▶ _Records to process_:
———

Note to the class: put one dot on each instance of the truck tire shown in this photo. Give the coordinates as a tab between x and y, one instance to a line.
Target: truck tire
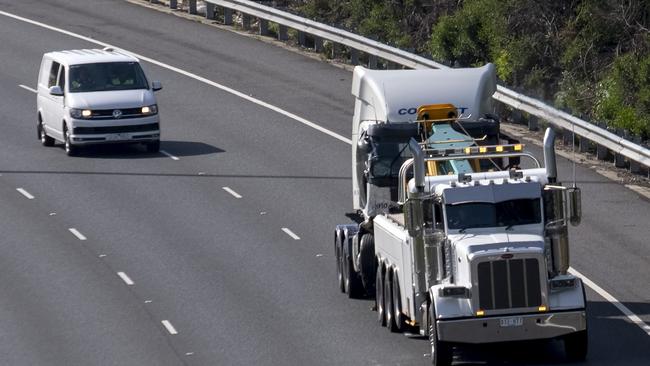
338	250
353	285
380	298
367	263
441	352
388	300
575	346
400	319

———

▶ _Description of the task_: Present every line of the item above as a numbered list. Skip blank lines and leave out the picture.

▶ _Exercise solution_:
1. Note to the class: put one dot on each instance of the truck tire shown in this photo. Give the coordinates as a tab between x and y, one instance to a line.
2. Target: truck tire
3. 338	250
4. 353	285
5. 380	298
6. 367	263
7. 441	352
8. 388	300
9. 575	346
10. 400	319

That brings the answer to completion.